* EXERCISE DIRECTIONS *
Reproduce the items word for word, from their very start down to and including the line that contains "column 422, row 123".

* DATA PROVIDED *
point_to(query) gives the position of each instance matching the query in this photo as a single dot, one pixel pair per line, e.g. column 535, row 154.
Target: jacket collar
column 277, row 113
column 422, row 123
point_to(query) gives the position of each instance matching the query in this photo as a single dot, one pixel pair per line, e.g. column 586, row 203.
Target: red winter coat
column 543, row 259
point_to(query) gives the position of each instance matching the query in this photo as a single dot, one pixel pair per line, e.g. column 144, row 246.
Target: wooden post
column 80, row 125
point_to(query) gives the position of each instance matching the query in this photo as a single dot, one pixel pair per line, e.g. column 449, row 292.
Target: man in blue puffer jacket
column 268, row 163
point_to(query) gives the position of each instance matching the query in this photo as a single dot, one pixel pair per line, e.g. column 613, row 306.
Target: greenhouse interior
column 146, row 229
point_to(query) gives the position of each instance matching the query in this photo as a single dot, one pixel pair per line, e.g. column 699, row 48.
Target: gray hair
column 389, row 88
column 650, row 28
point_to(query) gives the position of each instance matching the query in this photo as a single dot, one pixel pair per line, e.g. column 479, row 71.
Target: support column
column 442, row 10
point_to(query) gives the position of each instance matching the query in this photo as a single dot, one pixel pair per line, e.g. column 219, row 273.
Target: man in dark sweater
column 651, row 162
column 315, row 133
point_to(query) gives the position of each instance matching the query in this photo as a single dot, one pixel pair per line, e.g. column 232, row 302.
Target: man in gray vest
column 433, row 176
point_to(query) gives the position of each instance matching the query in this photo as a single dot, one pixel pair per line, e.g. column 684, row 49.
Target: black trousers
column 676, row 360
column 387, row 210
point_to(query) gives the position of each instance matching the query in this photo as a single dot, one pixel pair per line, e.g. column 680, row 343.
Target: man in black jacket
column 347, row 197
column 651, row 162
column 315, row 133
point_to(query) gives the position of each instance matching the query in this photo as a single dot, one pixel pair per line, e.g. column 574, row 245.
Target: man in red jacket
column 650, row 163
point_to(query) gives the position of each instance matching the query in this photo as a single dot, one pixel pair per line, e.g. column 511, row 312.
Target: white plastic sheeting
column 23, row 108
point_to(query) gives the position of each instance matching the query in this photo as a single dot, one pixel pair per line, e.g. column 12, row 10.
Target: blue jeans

* REPLY *
point_to(query) gives the position of each instance matching the query in this photo as a single dot, one pixel pair per line, e.g. column 535, row 154.
Target: jacket collar
column 277, row 113
column 422, row 123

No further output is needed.